▸ **抜粋文**
このようなスリップが起こると振動が発生し、この振動がエレベータのカゴに伝わり、エレベータの乗り心地が悪化する。
この問題を解決した、ロープを外すことなく加工でき、めっき等の付加加工行わず、短期間にロープ溝を修正加工するものとして、溝車のロープ溝内で研削砥石を回転させてロープ溝を加工する加工部と、この加工部を溝車の半径方向に移動し得るように支持する半径方向可動器とを備えたロープ溝加工装置での、ロープ溝の修正加工がある(例えば、特許文献2参照)。
しかし、特許文献2における溝車のロープ溝の修正加工では、ロープ溝加工装置に使用される球状の研削砥石が、ロープ溝の径と同じ径であり、ロープ溝に形成されたアンダーカットまたはV溝の幅より大きく、アンダーカットやV溝の修正加工ができないとの問題があった。
またロープ溝の磨耗量が少ない場合でも、特許文献2のロープ溝加工装置により、ロープ溝の修正加工を繰り返すと、ロープ溝に形成されたアンダーカットの深さが浅くなり、やはり、ロープ溝とロープとの間に十分な摩擦力が得られないとの問題があった。
図1は、本発明の実施の形態1に係わるロープ溝アンダーカットの修正加工装置で修正加工される溝車を備えたエレベータシステムの側面模式図である。
図1に示すように、エレベータのカゴ28は、駆動綱車22側から垂れ下がったロープ25の一端に接続されており、釣合い重り29は、ソラセ車23側から垂れ下がったロープ25の一端に接続されている。また、ロープ25は、駆動綱車22およびソラセ車23の各円周面に形成されたロープ溝(後述する)に嵌まっている。

▸ **提供データ**

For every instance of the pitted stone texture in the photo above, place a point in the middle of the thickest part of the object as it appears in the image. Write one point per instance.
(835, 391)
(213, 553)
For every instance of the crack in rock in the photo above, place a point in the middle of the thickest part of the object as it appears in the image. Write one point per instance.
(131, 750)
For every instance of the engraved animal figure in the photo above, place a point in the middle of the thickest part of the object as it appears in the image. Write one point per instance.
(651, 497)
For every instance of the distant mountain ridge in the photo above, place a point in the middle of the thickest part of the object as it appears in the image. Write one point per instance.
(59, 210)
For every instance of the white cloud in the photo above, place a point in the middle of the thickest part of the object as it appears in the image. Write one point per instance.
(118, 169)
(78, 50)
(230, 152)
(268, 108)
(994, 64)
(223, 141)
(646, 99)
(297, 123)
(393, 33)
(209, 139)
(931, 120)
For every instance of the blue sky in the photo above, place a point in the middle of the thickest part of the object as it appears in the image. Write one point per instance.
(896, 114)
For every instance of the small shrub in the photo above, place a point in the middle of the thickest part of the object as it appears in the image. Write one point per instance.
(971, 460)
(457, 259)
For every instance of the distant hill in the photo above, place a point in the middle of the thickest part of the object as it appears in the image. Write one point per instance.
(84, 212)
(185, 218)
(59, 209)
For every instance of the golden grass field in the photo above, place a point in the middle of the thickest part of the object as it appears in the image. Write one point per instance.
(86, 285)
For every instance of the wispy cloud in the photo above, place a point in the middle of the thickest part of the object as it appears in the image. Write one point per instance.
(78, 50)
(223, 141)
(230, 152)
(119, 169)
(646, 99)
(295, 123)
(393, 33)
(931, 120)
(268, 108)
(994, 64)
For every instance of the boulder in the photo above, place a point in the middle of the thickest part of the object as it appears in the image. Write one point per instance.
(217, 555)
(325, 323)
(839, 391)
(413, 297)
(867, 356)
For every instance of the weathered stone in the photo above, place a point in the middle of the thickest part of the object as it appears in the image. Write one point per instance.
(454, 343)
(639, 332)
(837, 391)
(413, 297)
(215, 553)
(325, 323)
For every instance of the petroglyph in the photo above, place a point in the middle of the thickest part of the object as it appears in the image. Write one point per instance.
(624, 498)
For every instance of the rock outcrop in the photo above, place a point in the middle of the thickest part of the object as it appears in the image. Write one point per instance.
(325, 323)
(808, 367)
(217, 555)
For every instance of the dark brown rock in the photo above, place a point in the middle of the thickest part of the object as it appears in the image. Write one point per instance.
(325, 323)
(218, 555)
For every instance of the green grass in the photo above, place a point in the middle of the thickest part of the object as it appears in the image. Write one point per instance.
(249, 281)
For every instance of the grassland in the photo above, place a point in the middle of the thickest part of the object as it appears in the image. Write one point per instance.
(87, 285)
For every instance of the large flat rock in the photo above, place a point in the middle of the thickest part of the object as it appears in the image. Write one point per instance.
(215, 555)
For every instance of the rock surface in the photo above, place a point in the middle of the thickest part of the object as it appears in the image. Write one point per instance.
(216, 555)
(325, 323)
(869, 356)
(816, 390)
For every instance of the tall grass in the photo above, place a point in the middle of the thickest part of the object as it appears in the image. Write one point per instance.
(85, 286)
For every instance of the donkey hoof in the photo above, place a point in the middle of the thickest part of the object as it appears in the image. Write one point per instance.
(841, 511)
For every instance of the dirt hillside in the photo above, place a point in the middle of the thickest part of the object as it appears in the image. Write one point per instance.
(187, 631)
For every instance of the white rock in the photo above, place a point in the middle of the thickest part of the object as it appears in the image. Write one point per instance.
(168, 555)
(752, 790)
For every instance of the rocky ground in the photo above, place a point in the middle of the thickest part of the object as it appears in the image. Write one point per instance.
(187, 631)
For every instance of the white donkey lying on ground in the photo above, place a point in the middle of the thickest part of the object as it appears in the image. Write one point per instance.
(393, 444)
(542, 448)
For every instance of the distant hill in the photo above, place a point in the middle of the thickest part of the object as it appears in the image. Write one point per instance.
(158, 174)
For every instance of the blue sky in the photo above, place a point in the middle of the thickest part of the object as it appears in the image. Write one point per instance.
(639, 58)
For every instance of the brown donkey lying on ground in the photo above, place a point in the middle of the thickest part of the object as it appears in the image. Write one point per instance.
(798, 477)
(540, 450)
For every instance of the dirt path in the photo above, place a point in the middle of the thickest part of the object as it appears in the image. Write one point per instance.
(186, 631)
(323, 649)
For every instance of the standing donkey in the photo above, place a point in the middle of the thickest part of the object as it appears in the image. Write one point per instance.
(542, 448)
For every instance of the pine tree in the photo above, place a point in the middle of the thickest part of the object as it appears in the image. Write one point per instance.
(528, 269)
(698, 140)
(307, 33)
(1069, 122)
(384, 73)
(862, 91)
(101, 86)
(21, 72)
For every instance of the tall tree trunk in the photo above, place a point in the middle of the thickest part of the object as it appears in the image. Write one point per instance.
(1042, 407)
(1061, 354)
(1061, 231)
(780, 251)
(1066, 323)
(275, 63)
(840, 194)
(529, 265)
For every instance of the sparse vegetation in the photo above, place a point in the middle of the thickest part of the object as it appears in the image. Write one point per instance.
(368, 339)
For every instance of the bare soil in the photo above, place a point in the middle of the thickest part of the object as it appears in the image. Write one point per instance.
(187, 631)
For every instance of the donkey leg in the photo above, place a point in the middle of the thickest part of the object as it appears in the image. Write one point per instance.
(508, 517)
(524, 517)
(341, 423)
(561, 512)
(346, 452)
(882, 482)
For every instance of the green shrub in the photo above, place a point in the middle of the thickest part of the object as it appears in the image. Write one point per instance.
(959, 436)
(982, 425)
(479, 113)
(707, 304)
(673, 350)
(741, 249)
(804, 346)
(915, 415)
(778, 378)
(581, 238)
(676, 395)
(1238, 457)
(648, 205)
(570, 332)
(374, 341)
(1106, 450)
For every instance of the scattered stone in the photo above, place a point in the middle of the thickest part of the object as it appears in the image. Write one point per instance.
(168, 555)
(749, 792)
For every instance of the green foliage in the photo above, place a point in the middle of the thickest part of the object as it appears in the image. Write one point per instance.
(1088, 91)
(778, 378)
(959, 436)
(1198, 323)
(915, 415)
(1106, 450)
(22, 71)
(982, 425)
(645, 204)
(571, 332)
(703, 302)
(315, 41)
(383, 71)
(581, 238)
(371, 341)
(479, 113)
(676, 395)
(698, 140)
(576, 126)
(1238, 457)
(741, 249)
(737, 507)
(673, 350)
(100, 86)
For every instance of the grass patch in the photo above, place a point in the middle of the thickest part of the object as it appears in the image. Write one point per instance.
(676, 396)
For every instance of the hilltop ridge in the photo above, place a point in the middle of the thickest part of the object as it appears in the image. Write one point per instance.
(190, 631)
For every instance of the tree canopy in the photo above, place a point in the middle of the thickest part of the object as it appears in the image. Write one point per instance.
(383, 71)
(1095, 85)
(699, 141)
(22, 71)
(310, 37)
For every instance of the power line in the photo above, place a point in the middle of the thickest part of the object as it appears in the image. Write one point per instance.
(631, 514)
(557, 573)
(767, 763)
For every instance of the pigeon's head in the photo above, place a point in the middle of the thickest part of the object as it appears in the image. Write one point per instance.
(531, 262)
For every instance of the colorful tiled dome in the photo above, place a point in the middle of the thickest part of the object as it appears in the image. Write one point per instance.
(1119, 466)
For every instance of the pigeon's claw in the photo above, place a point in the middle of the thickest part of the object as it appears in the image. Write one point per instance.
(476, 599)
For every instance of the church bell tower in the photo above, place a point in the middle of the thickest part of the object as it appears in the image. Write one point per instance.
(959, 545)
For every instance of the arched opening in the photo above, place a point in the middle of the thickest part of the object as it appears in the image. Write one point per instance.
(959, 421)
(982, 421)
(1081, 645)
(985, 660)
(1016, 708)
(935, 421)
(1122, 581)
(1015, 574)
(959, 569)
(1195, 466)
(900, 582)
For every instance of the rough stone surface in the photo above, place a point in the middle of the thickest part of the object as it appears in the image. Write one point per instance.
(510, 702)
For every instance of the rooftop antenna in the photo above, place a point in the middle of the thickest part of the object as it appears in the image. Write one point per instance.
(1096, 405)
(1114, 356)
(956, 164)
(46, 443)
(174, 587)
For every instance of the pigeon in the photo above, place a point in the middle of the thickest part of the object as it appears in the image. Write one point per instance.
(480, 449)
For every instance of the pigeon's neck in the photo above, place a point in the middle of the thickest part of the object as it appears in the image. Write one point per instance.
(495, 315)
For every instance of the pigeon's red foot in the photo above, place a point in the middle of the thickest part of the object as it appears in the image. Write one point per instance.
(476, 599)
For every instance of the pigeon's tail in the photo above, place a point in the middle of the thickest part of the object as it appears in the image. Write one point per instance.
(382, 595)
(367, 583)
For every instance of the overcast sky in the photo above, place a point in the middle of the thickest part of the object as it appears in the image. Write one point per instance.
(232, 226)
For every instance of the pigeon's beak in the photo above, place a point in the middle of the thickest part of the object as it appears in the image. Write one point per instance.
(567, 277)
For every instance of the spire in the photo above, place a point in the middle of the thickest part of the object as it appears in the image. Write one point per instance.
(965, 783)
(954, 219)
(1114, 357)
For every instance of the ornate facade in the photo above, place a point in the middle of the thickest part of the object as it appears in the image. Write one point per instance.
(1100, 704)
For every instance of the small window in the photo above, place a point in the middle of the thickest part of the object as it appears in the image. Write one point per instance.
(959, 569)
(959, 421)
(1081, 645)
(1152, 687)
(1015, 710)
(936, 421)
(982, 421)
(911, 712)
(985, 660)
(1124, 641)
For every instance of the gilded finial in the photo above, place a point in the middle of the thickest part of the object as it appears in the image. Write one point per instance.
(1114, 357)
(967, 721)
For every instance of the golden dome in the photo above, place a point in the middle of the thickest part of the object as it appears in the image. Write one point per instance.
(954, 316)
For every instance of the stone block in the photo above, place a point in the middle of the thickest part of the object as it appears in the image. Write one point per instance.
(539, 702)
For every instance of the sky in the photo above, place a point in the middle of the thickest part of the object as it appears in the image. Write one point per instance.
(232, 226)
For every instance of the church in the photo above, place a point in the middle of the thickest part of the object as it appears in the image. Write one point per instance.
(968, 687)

▸ **課題一覧**
(1) 抜粋文によると、特許文献2のロープ溝加工装置で使われる球状の研削砥石は、どのような径ですか。
(2) 抜粋文のうち、「またロープ溝の磨耗量が少ない」で始まり「システムの側面模式図である。」まで続く部分を、一字も変えずに書き写してください。
解答の根拠には抜粋文だけを用いてください。

▸ **各課題の解答**
(1) ロープ溝の径と同じ径です。

(2)
またロープ溝の磨耗量が少ない場合でも、特許文献2のロープ溝加工装置により、ロープ溝の修正加工を繰り返すと、ロープ溝に形成されたアンダーカットの深さが浅くなり、やはり、ロープ溝とロープとの間に十分な摩擦力が得られないとの問題があった。
図1は、本発明の実施の形態1に係わるロープ溝アンダーカットの修正加工装置で修正加工される溝車を備えたエレベータシステムの側面模式図である。